━━━━━ The input ━━━━━
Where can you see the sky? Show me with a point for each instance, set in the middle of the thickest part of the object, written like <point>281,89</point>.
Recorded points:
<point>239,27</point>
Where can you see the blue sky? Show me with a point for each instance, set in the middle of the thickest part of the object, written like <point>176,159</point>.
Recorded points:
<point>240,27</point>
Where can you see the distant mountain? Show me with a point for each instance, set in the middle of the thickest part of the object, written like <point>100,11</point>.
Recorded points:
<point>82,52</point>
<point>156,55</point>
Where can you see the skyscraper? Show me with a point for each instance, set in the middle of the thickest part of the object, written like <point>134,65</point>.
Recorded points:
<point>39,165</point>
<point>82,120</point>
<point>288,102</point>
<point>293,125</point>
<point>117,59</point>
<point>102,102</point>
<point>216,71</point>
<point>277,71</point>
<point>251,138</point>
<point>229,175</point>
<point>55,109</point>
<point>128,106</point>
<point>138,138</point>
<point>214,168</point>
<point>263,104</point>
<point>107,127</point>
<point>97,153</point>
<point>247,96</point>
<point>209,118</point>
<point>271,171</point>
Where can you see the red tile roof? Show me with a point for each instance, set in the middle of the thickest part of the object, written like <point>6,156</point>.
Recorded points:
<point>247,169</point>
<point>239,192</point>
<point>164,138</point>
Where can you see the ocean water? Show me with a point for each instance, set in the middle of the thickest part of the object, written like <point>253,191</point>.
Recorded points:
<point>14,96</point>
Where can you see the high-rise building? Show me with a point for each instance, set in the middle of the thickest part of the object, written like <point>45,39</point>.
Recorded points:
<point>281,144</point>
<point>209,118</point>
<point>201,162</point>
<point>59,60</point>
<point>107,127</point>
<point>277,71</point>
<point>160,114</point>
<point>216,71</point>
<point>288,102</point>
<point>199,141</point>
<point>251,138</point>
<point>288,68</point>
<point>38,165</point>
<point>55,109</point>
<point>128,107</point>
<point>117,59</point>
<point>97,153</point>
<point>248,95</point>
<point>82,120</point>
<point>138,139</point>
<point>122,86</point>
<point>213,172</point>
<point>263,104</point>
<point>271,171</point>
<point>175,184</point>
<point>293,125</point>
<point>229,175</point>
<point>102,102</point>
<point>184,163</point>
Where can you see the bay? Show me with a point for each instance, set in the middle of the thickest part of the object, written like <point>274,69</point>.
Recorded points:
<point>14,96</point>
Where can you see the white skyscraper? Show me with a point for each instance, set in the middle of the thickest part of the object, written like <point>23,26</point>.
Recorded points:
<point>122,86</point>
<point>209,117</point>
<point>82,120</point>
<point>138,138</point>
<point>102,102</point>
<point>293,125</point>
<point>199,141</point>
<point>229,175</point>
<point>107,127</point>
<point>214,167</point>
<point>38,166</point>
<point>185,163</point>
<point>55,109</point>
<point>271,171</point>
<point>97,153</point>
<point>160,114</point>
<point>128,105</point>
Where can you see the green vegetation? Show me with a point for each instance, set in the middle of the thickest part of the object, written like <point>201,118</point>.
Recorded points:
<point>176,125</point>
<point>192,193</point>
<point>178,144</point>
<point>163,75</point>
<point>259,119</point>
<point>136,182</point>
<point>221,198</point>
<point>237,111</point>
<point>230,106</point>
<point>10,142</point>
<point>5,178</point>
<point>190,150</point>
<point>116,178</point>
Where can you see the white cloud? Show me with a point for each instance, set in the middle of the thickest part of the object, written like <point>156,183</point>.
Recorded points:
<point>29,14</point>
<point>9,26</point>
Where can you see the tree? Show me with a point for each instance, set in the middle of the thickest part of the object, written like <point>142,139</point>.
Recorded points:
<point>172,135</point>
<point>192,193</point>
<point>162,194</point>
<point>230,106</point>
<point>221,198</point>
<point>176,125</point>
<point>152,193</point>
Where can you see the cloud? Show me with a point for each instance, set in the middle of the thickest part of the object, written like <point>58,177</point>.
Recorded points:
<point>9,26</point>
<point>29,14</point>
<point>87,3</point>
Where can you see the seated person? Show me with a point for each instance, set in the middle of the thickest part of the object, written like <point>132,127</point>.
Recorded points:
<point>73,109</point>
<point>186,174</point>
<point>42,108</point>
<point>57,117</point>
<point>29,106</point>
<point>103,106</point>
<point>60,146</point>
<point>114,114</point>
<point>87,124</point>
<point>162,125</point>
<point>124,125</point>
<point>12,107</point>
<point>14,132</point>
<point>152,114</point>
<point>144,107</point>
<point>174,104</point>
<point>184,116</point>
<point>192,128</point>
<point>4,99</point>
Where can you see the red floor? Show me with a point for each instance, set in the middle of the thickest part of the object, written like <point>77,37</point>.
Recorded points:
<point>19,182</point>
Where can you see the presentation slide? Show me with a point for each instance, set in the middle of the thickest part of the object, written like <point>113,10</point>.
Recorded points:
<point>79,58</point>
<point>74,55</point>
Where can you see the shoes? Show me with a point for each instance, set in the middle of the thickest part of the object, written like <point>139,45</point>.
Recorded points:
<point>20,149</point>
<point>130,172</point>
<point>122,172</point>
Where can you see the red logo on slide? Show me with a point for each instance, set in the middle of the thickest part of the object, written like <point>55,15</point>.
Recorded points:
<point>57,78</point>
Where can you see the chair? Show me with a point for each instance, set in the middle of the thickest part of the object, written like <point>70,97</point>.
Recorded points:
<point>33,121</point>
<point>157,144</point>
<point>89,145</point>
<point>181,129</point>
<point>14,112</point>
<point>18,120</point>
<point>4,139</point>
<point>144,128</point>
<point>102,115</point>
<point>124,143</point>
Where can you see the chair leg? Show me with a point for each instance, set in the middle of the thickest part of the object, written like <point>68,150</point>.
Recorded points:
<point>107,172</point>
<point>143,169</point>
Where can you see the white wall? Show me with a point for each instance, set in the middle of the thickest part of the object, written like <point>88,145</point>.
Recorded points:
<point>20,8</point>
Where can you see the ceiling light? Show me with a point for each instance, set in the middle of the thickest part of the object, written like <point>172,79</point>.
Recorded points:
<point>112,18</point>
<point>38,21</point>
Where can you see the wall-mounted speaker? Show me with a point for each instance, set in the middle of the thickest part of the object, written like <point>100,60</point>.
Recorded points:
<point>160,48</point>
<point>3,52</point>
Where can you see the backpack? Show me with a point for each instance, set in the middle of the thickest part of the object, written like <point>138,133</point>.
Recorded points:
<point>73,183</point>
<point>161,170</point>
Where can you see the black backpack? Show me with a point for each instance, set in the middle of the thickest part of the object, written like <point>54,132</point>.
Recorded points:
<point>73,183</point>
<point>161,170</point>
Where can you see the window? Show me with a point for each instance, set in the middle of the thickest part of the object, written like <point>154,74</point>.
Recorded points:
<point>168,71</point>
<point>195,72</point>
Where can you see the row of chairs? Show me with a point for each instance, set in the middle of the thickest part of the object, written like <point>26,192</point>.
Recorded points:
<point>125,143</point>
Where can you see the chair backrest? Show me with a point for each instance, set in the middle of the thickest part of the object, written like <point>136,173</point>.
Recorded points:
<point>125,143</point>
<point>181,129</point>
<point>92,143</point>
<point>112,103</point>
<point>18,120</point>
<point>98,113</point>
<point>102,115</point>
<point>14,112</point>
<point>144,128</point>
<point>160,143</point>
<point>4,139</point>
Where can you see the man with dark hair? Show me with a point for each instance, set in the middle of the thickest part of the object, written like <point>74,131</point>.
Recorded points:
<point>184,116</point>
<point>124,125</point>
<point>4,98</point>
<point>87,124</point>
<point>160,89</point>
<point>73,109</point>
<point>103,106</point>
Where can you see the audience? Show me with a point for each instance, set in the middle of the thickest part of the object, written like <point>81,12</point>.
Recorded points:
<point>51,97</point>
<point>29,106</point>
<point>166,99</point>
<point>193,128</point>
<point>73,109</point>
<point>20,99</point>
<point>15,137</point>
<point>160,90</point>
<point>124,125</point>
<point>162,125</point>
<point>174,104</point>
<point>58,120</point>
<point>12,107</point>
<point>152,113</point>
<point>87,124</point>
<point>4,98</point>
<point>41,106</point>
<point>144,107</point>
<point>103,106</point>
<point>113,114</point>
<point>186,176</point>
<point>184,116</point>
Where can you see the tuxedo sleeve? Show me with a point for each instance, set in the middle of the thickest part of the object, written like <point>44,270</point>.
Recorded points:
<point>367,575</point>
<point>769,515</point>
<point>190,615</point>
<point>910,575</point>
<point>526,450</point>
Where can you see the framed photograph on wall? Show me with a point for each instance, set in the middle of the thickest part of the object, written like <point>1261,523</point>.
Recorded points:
━━━━━
Directive:
Edit the stretch from the start of the listing through the line containing "<point>156,55</point>" so that "distant mountain" becomes "faraway mountain", leaving everything else unchanged. Give back only those lines.

Answer to the exercise:
Where can you see the sky? Show me with a point for each instance, set in the middle of the thickest part of the object, written like <point>281,89</point>.
Recorded points:
<point>239,27</point>
Where can you see the blue sky? Show me with a point for each instance, set in the middle of the thickest part of the object, written like <point>176,159</point>.
Recorded points:
<point>240,27</point>
Where can you see the faraway mountain? Show me with a point for each instance, set in the middle of the thickest part of the object, written like <point>100,11</point>.
Recorded points:
<point>82,52</point>
<point>156,55</point>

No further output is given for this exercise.